▸ **Work task**:
Please report how many lines of the listing contain the string "below", giving the number only.

[Data records Boundary: Start]

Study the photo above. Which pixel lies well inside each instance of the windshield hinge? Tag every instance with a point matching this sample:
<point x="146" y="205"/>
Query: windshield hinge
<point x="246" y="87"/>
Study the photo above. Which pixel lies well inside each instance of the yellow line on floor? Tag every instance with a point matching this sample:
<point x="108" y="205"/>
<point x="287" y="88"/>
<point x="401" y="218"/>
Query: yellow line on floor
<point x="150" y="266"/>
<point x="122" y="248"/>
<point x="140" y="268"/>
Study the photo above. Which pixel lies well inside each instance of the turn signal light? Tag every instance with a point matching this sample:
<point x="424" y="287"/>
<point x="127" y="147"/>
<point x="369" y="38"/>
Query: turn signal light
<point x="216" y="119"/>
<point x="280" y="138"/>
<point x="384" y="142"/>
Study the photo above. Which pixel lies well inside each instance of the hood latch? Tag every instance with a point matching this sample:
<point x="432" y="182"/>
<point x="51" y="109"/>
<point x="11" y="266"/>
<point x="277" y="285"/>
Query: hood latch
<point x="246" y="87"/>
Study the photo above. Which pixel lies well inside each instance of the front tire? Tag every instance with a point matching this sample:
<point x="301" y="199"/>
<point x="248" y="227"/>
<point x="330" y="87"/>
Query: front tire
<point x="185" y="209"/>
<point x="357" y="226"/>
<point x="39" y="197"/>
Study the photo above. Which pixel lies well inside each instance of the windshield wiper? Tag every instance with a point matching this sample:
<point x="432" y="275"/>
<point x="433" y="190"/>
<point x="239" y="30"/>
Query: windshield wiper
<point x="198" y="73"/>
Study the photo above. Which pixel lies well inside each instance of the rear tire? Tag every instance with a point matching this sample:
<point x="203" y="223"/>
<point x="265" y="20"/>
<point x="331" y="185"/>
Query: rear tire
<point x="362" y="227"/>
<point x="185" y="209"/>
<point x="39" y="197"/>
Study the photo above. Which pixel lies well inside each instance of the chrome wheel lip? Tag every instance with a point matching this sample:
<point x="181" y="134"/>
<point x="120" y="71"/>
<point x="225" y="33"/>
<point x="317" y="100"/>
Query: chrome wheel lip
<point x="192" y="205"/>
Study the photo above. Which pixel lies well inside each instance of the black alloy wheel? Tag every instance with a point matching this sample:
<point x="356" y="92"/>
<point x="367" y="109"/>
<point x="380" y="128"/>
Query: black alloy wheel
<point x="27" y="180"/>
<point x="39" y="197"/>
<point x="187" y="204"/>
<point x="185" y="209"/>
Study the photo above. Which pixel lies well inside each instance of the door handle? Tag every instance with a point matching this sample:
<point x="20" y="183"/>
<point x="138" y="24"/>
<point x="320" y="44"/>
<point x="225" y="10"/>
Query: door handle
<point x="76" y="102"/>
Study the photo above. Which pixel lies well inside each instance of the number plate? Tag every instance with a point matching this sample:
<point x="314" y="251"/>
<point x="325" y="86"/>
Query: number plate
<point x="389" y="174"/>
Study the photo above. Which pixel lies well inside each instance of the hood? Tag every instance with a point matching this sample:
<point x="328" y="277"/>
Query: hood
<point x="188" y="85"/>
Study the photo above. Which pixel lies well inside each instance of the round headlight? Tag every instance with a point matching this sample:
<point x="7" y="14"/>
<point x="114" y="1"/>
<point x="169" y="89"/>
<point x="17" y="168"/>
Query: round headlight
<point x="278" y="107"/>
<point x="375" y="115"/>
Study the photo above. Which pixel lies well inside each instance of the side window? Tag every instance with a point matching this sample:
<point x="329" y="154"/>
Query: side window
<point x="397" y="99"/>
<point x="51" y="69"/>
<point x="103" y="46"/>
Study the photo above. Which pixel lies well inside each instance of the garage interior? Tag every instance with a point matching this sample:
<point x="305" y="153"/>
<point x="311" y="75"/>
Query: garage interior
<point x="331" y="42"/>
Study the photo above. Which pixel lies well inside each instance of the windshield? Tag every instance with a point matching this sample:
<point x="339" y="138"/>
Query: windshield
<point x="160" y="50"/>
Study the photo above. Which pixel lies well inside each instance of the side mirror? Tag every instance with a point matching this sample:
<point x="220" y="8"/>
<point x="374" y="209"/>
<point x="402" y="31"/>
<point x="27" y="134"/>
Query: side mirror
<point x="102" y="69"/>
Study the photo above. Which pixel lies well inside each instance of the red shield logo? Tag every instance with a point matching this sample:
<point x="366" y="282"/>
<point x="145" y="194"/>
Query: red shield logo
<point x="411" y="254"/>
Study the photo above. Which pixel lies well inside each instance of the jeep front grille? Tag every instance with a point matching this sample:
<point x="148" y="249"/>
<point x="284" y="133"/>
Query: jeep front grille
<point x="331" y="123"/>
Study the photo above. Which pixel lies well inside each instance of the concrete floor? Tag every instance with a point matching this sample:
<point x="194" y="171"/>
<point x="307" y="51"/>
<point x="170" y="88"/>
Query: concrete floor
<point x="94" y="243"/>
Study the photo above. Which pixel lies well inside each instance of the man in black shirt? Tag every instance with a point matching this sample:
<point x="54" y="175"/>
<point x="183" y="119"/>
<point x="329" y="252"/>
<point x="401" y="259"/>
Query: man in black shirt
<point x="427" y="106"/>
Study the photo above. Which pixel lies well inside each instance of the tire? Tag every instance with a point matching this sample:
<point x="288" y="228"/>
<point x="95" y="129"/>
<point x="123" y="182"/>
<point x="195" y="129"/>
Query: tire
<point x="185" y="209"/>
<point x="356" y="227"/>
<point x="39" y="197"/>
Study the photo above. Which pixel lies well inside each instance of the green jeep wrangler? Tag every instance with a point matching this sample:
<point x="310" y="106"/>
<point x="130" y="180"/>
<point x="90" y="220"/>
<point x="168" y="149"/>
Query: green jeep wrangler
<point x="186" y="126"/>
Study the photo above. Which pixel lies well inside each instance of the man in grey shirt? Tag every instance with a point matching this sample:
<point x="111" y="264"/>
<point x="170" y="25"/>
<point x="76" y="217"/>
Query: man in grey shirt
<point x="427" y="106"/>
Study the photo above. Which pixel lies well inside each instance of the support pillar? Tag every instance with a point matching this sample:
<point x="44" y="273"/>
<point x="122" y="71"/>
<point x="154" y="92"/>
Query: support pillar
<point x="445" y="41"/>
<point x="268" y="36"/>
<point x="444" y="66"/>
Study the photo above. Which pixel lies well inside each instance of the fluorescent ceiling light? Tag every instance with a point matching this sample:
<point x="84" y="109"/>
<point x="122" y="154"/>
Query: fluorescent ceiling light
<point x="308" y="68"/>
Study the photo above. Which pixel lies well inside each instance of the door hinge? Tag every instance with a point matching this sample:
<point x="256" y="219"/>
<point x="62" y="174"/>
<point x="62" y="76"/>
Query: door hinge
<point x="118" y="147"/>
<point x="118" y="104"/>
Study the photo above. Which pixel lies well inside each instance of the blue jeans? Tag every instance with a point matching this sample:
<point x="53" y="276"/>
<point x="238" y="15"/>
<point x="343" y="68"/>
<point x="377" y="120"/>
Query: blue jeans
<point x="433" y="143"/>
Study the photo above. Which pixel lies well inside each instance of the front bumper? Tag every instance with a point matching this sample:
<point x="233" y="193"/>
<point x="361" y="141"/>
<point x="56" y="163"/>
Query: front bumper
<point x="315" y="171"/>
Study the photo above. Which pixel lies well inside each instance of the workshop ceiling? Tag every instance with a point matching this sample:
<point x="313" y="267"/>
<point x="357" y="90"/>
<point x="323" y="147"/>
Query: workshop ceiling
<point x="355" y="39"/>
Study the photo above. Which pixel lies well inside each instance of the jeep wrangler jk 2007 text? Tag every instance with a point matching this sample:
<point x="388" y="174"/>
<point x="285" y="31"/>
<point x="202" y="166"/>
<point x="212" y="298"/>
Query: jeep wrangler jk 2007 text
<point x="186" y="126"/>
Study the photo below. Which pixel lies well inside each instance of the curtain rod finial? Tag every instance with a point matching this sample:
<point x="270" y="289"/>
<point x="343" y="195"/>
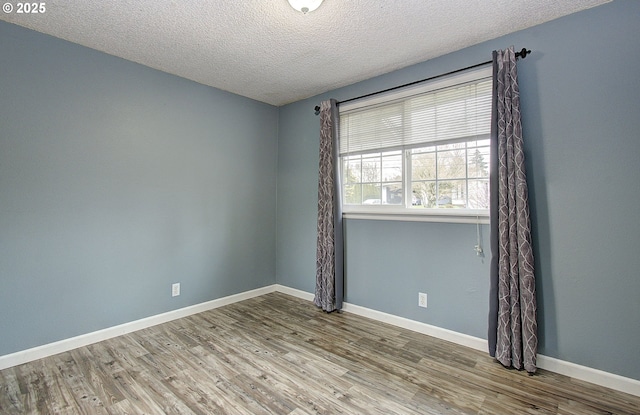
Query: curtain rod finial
<point x="523" y="53"/>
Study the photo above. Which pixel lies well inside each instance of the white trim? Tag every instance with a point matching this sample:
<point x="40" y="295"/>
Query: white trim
<point x="438" y="332"/>
<point x="408" y="216"/>
<point x="294" y="292"/>
<point x="584" y="373"/>
<point x="587" y="374"/>
<point x="71" y="343"/>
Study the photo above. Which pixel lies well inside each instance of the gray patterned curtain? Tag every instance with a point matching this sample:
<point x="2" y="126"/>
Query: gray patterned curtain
<point x="329" y="251"/>
<point x="513" y="338"/>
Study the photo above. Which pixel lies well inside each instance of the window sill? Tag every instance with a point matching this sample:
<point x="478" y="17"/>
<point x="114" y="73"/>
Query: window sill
<point x="408" y="215"/>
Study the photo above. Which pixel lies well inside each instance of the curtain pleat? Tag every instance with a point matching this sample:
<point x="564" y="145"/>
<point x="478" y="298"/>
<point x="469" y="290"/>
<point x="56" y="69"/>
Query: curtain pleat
<point x="513" y="339"/>
<point x="329" y="248"/>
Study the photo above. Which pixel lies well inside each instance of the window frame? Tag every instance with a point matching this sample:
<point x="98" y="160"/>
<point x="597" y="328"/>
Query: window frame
<point x="405" y="212"/>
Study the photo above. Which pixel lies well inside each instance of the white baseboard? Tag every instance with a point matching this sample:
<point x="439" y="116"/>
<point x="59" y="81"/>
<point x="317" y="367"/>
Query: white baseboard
<point x="71" y="343"/>
<point x="587" y="374"/>
<point x="584" y="373"/>
<point x="294" y="292"/>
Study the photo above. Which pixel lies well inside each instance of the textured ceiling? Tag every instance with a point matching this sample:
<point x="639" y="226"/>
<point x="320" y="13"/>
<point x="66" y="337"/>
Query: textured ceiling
<point x="265" y="50"/>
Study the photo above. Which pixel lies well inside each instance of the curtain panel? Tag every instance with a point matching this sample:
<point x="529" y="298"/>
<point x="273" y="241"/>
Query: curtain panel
<point x="513" y="338"/>
<point x="329" y="248"/>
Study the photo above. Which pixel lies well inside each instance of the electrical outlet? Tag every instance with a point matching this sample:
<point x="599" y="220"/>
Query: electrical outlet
<point x="175" y="289"/>
<point x="422" y="300"/>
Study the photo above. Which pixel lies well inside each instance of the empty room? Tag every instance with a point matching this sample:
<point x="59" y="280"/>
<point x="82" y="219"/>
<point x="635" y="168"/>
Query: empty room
<point x="319" y="207"/>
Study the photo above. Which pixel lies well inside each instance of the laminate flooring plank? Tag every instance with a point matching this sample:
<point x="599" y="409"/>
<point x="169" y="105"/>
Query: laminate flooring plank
<point x="277" y="354"/>
<point x="94" y="372"/>
<point x="10" y="395"/>
<point x="87" y="401"/>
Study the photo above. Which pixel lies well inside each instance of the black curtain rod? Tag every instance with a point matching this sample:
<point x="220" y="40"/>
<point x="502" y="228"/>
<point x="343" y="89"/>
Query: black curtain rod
<point x="522" y="54"/>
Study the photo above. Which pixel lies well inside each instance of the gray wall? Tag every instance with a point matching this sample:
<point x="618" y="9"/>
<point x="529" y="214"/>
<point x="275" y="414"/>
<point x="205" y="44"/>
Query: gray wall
<point x="117" y="180"/>
<point x="580" y="109"/>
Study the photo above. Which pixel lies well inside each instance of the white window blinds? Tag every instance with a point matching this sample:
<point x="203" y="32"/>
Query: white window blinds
<point x="430" y="113"/>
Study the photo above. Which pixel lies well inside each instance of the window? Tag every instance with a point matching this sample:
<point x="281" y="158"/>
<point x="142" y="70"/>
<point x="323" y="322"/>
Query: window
<point x="419" y="152"/>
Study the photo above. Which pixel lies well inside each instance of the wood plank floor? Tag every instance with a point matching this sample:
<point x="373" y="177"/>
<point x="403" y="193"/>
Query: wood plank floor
<point x="277" y="354"/>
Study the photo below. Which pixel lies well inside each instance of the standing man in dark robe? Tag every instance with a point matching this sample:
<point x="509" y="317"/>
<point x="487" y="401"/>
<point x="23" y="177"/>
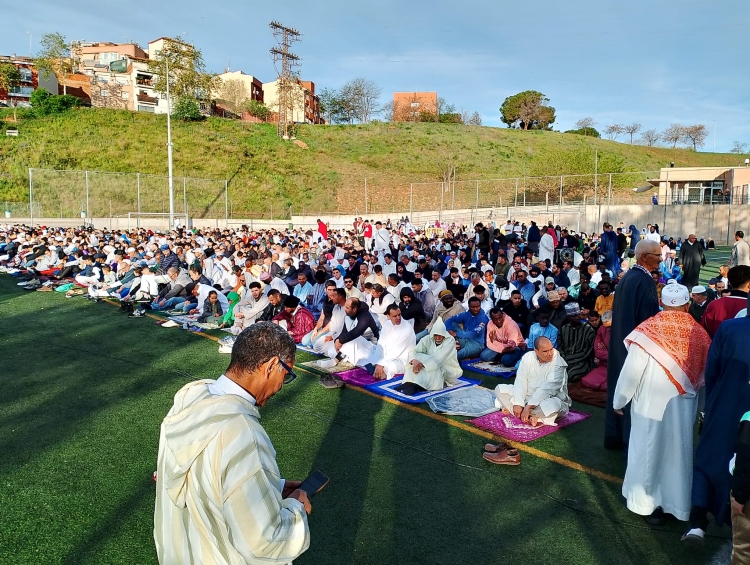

[Data records Boundary: End]

▸ **Written reply**:
2